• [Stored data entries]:
Start of Block
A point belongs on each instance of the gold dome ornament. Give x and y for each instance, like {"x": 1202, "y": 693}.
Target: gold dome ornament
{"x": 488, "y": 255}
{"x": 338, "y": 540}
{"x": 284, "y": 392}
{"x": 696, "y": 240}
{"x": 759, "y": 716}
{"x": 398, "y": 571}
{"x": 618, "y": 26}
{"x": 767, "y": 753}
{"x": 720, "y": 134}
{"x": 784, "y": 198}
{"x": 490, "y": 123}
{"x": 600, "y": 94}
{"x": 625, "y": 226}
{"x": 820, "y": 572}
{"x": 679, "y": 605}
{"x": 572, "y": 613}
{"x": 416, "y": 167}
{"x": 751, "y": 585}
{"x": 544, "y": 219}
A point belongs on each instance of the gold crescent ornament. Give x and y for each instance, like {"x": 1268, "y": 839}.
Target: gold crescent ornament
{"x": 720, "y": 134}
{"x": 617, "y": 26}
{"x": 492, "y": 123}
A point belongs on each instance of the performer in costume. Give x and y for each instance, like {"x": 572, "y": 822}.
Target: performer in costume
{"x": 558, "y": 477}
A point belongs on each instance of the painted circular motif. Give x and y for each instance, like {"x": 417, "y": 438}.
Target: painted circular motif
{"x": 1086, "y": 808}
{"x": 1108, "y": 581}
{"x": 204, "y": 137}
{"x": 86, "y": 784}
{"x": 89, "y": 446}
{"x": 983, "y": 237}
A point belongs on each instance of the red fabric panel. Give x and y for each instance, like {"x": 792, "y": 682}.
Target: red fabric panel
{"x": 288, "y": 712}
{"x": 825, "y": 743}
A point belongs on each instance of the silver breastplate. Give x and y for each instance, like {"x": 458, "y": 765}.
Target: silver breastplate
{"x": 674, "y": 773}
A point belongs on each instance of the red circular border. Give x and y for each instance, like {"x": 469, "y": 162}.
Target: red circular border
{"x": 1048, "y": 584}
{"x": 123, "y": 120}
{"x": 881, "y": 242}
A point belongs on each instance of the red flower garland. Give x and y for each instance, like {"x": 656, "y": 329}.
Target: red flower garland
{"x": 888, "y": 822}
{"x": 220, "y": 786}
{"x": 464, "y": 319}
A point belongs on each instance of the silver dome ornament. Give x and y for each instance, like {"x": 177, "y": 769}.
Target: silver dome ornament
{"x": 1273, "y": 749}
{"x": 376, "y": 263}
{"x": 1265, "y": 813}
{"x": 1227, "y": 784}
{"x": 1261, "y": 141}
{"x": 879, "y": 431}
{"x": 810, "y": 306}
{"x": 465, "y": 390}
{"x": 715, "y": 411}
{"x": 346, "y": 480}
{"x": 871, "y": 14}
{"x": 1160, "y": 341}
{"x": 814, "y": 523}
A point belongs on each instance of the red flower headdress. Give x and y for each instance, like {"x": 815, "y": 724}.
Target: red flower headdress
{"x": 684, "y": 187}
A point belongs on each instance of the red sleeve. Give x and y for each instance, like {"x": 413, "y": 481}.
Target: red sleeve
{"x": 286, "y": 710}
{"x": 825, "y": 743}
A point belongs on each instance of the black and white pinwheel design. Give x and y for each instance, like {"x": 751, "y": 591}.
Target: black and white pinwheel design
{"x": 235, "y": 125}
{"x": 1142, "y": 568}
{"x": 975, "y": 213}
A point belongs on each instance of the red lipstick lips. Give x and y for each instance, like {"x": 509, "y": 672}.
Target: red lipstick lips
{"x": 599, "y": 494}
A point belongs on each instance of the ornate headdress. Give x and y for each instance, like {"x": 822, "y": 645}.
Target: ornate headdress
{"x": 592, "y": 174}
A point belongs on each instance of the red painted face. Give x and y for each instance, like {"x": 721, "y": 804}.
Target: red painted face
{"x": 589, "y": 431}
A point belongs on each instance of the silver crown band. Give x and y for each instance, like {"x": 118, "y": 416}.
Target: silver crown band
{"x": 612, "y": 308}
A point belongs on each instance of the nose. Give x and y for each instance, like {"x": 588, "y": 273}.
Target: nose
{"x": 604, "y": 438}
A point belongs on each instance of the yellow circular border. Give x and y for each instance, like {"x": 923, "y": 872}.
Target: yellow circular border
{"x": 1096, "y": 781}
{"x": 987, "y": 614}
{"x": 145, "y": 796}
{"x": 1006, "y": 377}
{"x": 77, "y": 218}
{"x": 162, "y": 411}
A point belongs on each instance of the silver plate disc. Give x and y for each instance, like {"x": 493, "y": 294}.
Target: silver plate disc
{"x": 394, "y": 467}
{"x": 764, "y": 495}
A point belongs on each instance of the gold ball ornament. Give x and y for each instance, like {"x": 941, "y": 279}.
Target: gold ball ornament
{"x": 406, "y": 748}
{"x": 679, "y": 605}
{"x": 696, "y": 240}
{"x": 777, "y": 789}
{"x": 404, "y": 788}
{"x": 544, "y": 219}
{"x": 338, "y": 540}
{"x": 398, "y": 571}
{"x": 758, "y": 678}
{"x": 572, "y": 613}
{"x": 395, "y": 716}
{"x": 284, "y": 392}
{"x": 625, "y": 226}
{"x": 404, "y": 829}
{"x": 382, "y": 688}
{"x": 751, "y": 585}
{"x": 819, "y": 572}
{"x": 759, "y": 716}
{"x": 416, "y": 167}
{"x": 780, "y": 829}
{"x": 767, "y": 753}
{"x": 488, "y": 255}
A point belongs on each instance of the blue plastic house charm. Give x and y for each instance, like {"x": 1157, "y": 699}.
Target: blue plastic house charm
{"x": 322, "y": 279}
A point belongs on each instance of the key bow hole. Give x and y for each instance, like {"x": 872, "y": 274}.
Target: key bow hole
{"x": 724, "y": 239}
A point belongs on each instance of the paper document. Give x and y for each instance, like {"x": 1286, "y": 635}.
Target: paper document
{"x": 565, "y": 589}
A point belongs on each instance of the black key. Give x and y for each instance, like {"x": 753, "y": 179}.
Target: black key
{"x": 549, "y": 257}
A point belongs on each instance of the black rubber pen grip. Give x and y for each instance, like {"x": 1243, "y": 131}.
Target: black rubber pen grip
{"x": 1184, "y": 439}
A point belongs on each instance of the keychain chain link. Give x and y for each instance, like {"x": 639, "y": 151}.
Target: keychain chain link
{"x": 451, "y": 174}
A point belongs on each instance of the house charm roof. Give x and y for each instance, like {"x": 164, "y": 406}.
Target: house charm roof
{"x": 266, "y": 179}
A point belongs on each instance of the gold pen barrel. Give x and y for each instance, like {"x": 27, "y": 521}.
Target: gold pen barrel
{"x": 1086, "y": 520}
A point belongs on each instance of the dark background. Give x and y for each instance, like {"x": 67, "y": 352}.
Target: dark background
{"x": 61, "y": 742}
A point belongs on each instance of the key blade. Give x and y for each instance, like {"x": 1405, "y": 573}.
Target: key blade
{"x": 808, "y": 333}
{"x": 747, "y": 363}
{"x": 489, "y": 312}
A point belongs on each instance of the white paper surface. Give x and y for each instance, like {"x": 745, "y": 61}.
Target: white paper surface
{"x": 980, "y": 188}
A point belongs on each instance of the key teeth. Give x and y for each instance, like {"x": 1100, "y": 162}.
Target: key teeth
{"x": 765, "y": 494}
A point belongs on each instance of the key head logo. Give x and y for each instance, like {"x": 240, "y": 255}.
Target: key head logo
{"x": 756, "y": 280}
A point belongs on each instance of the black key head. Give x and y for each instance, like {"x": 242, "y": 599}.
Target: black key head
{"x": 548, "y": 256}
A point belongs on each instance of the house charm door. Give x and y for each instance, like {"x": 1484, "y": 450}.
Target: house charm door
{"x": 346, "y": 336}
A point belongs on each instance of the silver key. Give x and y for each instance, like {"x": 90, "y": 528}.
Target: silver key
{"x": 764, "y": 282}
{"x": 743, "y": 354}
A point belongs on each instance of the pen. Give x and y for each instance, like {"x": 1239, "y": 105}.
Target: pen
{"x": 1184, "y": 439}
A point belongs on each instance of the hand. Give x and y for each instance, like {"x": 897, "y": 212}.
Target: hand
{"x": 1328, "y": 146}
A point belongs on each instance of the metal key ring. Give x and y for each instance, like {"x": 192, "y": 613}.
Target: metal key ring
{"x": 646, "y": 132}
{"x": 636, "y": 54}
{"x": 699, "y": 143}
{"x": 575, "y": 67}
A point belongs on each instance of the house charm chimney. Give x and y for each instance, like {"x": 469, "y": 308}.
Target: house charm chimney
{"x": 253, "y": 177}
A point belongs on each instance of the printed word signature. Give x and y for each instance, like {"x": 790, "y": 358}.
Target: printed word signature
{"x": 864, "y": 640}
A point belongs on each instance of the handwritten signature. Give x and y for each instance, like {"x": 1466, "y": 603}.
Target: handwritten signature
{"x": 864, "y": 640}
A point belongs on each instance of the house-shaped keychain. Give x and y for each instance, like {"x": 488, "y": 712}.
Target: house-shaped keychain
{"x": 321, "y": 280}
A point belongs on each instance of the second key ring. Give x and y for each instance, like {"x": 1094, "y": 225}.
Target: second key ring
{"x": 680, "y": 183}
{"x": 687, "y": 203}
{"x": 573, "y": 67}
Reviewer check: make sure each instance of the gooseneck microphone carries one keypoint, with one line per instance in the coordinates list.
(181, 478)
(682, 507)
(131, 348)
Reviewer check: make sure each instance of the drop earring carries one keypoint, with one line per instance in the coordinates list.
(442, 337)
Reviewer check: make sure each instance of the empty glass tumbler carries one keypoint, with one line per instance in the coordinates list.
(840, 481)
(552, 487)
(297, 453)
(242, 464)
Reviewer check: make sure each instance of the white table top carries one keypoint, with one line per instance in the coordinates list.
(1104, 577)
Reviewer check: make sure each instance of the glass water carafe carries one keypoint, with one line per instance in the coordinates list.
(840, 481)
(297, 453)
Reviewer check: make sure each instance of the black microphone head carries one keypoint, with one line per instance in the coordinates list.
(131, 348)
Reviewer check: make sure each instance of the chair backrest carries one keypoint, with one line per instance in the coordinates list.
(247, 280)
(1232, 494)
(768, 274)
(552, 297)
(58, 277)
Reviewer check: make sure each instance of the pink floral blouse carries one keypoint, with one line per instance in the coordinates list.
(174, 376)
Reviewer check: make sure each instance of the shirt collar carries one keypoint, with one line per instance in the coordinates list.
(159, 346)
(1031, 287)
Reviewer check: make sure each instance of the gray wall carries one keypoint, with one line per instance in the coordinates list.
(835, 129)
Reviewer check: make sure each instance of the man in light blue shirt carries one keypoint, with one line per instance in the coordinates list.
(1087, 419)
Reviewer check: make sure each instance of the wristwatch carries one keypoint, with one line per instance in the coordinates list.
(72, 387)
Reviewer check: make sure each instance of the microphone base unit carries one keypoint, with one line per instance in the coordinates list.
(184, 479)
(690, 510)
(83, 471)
End of Block
• [Your instructions]:
In the entries above, restate word for word the lines between the one holding "Target: gold pen barrel" and the one holding "A point belongs on each instance of the hand.", inclusive, and nothing besides.

• [Written response]:
Target: gold pen barrel
{"x": 1086, "y": 520}
A point belongs on each instance of the dark background. Give x and y for each instance, like {"x": 67, "y": 352}.
Target: dark background
{"x": 61, "y": 742}
A point belongs on each instance of the key blade. Give x and y for each instance, like {"x": 1405, "y": 573}.
Target: key blade
{"x": 808, "y": 333}
{"x": 747, "y": 363}
{"x": 489, "y": 312}
A point belongs on each instance of the white paper surface. Give x and y for each instance, like {"x": 745, "y": 61}.
Target: white paper surface
{"x": 980, "y": 188}
A point belongs on each instance of the key teeth. Give x and y for each instance, like {"x": 1100, "y": 162}.
Target: key teeth
{"x": 765, "y": 494}
A point belongs on each instance of the key head logo. Give x and y for each instance, like {"x": 240, "y": 255}.
Target: key head logo
{"x": 756, "y": 280}
A point belongs on each instance of the black key head. Give x and y for each instance, like {"x": 242, "y": 599}.
Target: black key head
{"x": 548, "y": 256}
A point belongs on each instance of the house charm door. Give x and y for each instance, like {"x": 1484, "y": 450}.
Target: house charm door
{"x": 346, "y": 336}
A point belongs on each instance of the silver key. Give x and y for each instance, like {"x": 90, "y": 528}.
Target: silver key
{"x": 764, "y": 282}
{"x": 743, "y": 354}
A point belongs on each instance of the pen. Give x and y for each instance, like {"x": 1239, "y": 105}.
Target: pen
{"x": 1184, "y": 439}
A point belongs on each instance of the hand. Give x and y for each instance, like {"x": 897, "y": 212}.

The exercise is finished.